Given task: Please format the stretch of the listing from the line containing "Give one point for each instance of the ceiling fan blade" through the line containing "Give one point for each instance of the gravel" as a JSON list of strings, one string per line, with blank lines skipped. Leave the pictures out of the answer.

(Point labels for objects)
<<<<
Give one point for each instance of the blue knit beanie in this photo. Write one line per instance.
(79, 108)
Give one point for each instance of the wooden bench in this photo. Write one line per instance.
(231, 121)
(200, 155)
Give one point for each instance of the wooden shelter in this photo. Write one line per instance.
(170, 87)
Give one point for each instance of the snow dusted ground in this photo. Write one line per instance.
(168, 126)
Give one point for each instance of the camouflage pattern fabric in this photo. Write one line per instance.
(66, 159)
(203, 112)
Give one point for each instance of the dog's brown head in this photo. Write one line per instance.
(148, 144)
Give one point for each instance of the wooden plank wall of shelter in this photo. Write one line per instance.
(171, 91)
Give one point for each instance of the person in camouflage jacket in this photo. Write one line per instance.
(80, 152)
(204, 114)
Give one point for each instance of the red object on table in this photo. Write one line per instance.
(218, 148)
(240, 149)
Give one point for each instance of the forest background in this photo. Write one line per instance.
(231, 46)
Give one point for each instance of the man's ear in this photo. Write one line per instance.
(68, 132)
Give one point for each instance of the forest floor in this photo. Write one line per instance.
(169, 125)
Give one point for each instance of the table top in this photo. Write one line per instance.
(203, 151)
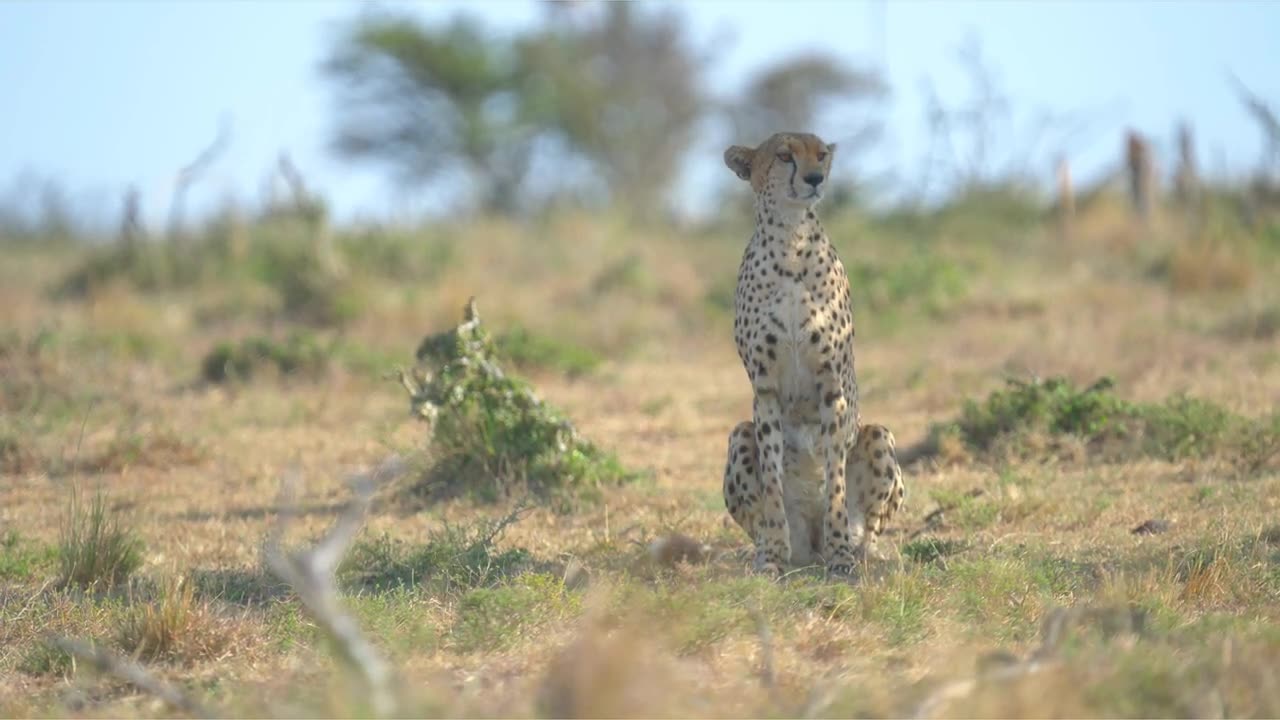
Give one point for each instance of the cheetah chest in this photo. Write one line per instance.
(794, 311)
>>>>
<<<<
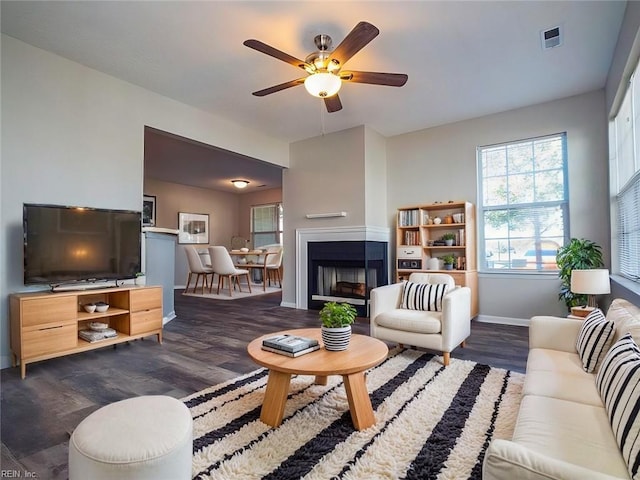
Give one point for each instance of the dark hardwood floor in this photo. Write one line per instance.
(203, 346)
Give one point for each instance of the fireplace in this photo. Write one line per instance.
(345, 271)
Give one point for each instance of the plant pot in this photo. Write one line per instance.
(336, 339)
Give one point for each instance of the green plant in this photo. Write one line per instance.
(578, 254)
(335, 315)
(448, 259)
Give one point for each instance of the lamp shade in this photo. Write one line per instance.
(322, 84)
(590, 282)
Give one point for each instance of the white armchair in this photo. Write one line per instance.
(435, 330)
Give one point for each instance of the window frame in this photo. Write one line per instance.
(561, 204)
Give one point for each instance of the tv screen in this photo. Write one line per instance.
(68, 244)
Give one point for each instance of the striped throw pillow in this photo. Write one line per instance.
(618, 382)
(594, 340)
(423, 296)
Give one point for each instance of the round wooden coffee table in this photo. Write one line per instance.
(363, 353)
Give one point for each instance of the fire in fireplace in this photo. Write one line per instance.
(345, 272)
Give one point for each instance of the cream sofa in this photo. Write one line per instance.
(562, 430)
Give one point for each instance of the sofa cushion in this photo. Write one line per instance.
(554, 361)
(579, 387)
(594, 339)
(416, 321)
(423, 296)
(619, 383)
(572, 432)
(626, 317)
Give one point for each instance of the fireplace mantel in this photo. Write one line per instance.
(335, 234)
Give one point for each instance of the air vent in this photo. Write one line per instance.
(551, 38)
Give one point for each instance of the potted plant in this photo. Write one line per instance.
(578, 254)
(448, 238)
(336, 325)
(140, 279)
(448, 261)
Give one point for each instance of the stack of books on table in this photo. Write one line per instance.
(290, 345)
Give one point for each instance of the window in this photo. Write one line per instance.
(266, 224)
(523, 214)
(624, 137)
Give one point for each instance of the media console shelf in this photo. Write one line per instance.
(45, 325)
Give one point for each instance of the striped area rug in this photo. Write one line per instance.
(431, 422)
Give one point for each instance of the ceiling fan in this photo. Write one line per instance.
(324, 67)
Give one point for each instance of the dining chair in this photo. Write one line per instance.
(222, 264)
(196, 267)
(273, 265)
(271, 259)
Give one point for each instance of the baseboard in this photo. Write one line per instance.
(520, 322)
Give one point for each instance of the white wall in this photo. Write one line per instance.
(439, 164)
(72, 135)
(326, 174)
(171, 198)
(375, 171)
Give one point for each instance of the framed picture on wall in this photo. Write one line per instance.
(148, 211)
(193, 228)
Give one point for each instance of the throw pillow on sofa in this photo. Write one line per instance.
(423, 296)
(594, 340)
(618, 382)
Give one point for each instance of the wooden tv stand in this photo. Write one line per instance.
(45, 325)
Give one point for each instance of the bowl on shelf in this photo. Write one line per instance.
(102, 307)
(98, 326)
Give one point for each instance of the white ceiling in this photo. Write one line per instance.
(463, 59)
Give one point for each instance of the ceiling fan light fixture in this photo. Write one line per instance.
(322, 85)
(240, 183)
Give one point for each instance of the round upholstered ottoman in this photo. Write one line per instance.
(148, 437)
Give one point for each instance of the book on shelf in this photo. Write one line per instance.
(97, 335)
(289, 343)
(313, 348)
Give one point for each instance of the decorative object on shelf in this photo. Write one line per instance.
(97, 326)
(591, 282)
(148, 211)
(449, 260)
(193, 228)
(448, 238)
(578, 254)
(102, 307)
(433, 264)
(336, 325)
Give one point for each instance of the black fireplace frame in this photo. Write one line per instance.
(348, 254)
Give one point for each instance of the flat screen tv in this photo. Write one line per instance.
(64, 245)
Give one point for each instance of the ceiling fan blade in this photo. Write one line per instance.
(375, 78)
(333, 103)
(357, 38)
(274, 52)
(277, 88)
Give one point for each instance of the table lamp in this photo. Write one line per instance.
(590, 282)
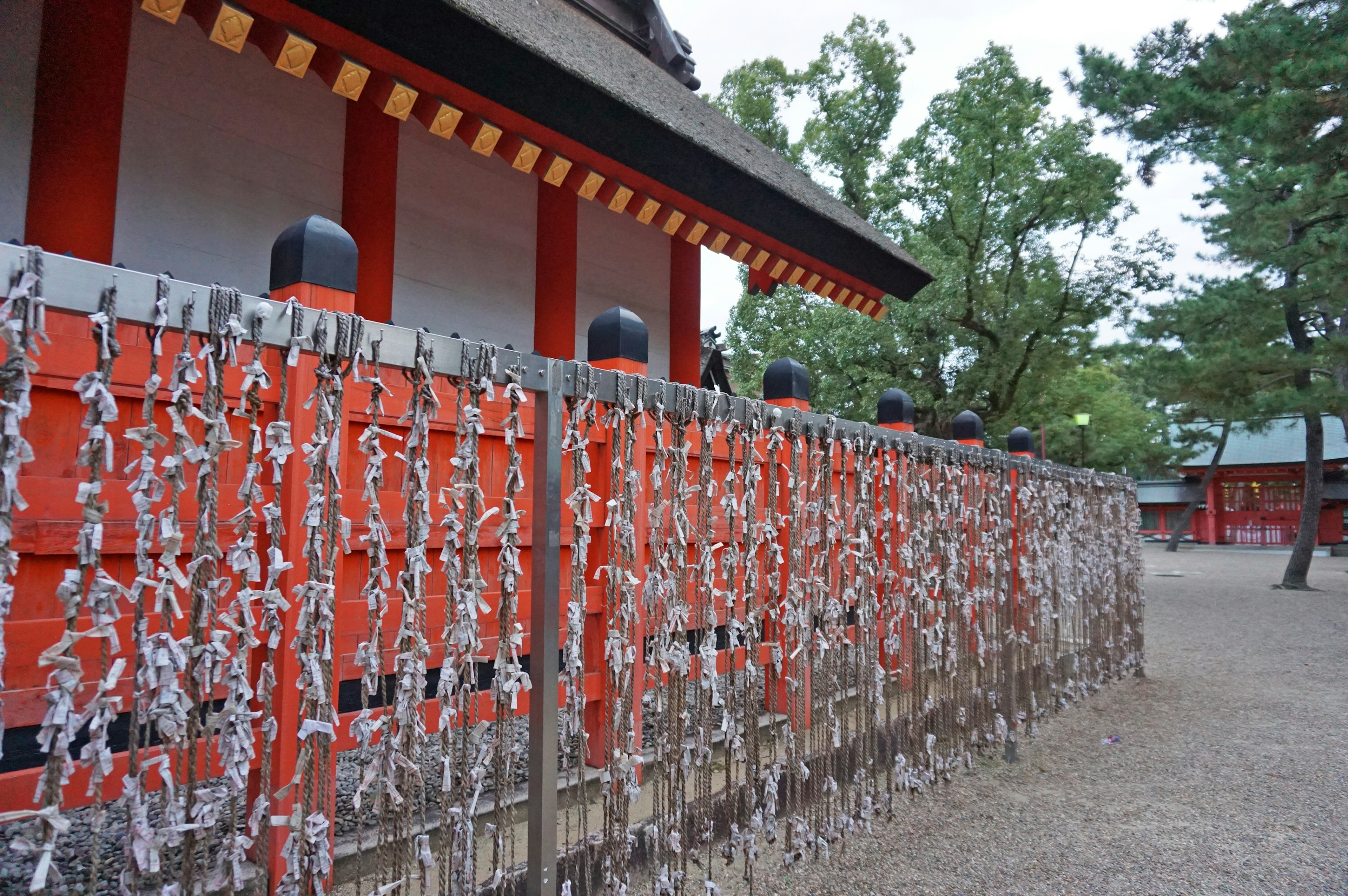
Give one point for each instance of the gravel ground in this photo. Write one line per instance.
>>>>
Solution to the exercise:
[
  "Give one point for each instance of the ceiling fan blade in this photo. Write one line per instance.",
  "(375, 78)",
  "(333, 103)",
  "(357, 38)",
  "(274, 52)",
  "(277, 88)",
  "Give one point for each instance of the table lamp in this photo. Write one line per instance.",
  "(590, 282)",
  "Give one point for each instance of the gravel ground in this photo. Write one line per instance."
]